Point-per-instance localization data
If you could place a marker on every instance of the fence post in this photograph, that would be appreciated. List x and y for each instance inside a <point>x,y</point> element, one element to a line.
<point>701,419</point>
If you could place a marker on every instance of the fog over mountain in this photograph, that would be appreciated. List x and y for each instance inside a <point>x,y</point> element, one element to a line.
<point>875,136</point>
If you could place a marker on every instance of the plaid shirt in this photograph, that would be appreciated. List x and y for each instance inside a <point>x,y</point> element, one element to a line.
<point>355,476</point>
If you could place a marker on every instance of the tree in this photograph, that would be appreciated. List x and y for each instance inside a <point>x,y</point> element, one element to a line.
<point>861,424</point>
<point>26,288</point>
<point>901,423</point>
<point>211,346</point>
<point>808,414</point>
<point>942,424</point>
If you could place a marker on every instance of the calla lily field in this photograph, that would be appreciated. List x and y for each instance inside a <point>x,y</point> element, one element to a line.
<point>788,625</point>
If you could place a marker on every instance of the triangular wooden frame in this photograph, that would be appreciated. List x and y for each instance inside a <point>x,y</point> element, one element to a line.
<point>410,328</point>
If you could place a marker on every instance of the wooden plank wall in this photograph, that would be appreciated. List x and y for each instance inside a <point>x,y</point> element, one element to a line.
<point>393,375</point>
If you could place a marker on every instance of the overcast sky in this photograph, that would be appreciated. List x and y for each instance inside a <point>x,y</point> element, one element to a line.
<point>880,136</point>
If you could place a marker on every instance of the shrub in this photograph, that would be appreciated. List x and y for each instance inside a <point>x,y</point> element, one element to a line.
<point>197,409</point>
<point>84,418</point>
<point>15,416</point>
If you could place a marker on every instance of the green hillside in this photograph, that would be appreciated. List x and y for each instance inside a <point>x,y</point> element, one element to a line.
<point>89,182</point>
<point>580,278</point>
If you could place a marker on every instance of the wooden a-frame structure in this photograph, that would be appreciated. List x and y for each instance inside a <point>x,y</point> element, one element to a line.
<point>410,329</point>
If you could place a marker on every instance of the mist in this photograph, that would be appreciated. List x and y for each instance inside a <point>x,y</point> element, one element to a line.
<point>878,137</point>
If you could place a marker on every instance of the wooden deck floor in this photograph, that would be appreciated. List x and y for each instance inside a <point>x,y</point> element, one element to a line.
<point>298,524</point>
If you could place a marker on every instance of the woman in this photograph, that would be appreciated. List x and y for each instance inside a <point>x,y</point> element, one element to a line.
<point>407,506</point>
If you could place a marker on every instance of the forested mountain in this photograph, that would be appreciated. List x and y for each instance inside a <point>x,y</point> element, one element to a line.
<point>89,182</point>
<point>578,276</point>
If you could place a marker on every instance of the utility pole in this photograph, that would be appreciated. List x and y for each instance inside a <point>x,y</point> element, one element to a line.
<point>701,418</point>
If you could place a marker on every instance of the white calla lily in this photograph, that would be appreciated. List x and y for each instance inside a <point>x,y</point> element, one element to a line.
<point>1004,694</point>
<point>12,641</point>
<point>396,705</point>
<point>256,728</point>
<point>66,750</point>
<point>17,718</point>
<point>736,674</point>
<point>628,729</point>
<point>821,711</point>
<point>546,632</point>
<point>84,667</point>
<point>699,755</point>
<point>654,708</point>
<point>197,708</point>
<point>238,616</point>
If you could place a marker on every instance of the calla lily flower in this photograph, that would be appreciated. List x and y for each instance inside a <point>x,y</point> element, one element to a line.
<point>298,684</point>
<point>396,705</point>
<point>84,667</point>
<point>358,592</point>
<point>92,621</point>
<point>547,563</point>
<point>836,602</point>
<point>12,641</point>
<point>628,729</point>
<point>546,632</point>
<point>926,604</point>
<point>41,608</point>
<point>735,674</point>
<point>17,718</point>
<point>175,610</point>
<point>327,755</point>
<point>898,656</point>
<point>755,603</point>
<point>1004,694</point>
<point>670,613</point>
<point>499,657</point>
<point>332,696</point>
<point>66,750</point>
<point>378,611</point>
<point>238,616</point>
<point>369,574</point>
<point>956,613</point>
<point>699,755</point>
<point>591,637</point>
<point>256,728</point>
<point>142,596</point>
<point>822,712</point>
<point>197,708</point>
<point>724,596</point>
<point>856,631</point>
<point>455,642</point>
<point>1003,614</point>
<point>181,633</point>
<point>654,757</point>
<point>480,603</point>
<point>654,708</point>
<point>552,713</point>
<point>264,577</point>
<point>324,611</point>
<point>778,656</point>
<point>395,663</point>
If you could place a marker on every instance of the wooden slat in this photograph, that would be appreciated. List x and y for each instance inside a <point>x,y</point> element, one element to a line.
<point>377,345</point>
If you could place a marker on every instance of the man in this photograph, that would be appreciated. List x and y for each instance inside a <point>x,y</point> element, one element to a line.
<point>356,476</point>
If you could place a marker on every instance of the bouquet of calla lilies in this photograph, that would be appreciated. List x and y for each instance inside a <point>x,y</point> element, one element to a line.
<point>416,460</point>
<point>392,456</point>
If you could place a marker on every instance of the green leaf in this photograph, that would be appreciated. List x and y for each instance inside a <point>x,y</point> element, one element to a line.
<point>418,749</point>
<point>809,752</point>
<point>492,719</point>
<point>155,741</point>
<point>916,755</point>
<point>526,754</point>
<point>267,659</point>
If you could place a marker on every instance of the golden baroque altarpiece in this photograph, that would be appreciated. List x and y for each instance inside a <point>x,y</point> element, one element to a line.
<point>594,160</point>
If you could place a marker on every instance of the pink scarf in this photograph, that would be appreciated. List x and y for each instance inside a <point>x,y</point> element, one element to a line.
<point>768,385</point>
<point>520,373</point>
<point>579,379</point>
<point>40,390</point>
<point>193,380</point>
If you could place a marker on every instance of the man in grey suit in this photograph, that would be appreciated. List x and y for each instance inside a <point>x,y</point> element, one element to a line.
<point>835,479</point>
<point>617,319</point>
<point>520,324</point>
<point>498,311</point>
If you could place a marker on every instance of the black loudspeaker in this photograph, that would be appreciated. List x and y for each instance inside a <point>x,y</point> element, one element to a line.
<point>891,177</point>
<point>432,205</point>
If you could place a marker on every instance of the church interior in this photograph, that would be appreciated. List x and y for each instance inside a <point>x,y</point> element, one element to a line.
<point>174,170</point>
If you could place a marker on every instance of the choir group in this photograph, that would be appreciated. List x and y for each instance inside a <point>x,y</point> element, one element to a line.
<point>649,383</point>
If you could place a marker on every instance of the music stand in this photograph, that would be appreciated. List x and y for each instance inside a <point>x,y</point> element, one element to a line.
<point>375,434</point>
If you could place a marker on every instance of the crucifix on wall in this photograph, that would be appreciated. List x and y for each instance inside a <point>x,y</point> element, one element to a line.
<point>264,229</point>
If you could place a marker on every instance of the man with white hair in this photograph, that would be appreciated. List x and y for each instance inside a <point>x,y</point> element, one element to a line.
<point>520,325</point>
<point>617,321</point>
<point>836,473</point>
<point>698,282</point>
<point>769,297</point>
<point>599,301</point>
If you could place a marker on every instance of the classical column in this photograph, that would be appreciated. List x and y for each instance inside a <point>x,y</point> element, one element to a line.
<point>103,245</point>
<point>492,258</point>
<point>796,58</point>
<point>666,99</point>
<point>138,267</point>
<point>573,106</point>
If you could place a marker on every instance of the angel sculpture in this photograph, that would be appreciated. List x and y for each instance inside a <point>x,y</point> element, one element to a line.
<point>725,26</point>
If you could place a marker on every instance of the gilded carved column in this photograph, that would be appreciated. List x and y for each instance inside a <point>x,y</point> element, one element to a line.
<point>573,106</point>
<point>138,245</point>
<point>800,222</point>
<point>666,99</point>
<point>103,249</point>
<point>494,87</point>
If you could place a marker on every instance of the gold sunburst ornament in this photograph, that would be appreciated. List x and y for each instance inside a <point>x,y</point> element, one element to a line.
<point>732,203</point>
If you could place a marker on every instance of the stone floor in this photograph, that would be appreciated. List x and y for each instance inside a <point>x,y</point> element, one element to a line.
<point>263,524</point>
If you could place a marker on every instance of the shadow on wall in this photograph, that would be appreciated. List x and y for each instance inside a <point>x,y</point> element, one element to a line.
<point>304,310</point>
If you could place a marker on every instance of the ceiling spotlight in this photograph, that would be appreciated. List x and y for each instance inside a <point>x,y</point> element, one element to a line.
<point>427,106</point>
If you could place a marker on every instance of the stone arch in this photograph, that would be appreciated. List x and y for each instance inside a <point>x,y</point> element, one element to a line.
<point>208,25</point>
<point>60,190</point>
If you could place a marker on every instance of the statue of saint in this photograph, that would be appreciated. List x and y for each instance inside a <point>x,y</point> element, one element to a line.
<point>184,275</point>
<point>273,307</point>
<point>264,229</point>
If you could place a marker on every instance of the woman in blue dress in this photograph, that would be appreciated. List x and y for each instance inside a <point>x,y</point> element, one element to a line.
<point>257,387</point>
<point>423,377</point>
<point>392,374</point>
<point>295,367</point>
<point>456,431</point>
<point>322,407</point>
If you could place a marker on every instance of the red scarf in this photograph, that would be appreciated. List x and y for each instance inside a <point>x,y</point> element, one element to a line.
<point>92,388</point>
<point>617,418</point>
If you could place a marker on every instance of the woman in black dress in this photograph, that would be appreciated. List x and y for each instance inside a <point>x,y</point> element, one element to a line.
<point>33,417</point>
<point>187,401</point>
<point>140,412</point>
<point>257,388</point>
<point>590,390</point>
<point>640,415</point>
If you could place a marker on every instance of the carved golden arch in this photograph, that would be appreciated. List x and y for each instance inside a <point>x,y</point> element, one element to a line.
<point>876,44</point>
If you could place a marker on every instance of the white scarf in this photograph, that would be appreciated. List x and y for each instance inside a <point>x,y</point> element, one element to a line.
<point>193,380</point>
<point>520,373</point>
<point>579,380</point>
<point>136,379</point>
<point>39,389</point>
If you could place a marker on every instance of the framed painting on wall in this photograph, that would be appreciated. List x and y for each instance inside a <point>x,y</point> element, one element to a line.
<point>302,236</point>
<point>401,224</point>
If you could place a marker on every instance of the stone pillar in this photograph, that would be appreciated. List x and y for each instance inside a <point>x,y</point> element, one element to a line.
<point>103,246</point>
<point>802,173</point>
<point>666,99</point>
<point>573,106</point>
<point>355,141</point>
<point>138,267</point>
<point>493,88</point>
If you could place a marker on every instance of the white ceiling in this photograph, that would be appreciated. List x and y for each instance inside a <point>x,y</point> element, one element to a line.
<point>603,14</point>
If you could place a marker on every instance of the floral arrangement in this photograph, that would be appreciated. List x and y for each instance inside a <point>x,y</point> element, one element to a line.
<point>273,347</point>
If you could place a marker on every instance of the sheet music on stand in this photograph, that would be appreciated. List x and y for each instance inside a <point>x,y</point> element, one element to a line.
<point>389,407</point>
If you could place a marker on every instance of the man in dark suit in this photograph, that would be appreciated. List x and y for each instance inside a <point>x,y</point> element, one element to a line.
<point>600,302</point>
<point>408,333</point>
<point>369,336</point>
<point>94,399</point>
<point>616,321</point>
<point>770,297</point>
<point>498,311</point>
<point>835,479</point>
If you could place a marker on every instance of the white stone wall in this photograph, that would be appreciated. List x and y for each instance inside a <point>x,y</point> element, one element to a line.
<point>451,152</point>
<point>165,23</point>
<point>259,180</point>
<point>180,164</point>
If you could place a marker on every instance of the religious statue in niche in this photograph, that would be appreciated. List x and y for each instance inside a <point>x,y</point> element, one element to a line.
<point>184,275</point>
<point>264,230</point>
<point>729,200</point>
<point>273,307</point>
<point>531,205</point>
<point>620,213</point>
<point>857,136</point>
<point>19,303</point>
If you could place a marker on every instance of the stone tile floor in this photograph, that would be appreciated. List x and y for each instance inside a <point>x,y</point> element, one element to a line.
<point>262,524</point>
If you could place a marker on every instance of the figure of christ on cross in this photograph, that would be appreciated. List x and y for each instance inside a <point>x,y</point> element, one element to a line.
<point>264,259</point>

# Description of the task
The lines from the one containing "of the floral" through the last line of the records are to be transcribed exactly, with nothing else added.

# Solution to this problem
If you could place a marker on every instance of the floral arrangement in this photograph, that would be appreciated. List x and y for each instance inside a <point>x,y</point> element, one element to a line.
<point>273,347</point>
If you could place a marker on every instance of the sheet music on stand in this photograph, that would be appreciated. List x and y for each instance inside a <point>x,y</point> element, one element to a line.
<point>389,407</point>
If you could place a marker on every instance of the man in dark suit in this photograph, that would be appreciated. List x and y for each instance inside a <point>x,y</point> element, one element to a line.
<point>600,302</point>
<point>408,333</point>
<point>369,336</point>
<point>94,399</point>
<point>616,321</point>
<point>770,297</point>
<point>498,311</point>
<point>835,479</point>
If you could place a marker on every instance of the white stone wall in this photograph, that would be appreciated. List x and y for each instance inside a <point>x,y</point> element, one element to a line.
<point>451,152</point>
<point>165,23</point>
<point>259,180</point>
<point>180,164</point>
If you could place a marker on every instance of the religious statue in niche in this photograph, that would be appreciated. List x and y for each instance inside a <point>x,y</point> element, one element to a line.
<point>184,275</point>
<point>264,230</point>
<point>729,200</point>
<point>273,307</point>
<point>531,205</point>
<point>620,213</point>
<point>857,136</point>
<point>19,303</point>
If you could place a marker on every instance of the stone tile floor in this photograph, that would be appreciated. List x and y for each instance inside a <point>x,y</point> element, one element to a line.
<point>262,524</point>
If you could place a marker on every instance of the figure of christ on cross in this photograph, that would be appreciated. List x and y for each instance inside a <point>x,y</point> element, one element to a line.
<point>264,259</point>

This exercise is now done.